__Try it__.
Find "The function MUST return, for every instance of the blue domed" and "The function MUST return, for every instance of the street" in the records below. Copy the lines holding them and every line between, exactly, and no others.

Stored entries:

··········

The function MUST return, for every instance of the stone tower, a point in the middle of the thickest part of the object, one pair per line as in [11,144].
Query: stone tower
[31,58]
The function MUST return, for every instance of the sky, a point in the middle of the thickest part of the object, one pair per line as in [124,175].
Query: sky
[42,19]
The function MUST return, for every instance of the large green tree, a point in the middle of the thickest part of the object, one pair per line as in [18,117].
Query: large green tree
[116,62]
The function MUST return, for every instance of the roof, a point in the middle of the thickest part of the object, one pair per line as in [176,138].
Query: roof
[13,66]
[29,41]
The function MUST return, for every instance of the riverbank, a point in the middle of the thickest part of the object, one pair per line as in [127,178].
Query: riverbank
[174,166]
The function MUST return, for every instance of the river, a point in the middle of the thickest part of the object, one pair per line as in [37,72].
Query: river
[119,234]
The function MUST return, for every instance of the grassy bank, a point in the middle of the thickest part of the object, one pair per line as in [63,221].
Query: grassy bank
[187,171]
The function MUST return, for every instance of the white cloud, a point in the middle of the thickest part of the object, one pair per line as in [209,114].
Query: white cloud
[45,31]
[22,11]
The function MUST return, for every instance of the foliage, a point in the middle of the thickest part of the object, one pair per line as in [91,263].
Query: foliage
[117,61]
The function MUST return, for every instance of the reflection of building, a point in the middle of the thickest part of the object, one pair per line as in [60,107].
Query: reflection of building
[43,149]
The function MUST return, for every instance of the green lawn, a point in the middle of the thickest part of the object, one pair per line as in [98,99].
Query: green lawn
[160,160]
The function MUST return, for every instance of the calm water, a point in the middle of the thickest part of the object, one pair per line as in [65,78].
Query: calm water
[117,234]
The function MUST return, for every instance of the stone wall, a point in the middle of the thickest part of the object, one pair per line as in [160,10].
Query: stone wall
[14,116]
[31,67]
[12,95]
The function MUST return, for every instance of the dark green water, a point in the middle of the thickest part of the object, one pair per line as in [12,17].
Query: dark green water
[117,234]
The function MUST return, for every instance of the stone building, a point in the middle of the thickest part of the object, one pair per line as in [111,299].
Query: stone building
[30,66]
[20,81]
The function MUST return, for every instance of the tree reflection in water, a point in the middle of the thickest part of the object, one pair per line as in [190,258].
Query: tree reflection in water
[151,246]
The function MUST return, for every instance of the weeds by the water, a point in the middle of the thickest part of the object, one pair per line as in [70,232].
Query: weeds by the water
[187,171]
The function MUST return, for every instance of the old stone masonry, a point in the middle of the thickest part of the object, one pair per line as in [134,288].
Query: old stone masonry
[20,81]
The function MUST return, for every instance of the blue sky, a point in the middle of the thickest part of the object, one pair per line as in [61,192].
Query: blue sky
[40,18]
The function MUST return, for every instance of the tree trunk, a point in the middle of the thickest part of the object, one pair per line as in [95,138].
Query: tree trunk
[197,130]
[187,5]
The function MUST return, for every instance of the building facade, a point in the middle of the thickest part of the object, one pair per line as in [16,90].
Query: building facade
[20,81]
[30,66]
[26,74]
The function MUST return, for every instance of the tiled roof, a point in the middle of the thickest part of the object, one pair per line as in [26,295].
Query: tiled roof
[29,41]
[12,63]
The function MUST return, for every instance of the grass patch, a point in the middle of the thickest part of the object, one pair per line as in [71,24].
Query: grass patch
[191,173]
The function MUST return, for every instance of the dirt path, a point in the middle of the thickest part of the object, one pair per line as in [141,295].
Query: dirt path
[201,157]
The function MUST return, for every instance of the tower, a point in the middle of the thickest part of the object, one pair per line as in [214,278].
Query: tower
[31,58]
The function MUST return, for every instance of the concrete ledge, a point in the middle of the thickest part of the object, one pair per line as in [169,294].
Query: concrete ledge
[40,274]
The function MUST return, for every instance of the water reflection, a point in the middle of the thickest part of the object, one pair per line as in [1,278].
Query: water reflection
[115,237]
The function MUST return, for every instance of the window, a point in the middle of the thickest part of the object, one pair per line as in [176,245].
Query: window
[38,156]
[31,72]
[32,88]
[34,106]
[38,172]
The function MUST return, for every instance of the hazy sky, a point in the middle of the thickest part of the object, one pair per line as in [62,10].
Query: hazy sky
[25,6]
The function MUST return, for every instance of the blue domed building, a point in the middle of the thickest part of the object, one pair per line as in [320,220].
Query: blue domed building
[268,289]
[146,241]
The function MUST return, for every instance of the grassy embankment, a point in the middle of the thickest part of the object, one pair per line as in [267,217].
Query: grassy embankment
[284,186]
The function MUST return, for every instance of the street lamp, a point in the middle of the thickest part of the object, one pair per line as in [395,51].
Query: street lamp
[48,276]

··········

__Result__.
The function MUST return, for every instance of the blue domed building, a point in the middle of the thickest part of the object, one pair per line as in [320,220].
Query: blue domed building
[268,289]
[146,241]
The function MUST return, for every instance of the grassy embankment, a point in the middle of the thickest part of the object, one pair per line as in [267,217].
Query: grassy embankment
[284,186]
The function MUST return, for every instance of the street lamp, a point in the middle of the thickest part of the object, one pair per line as in [395,51].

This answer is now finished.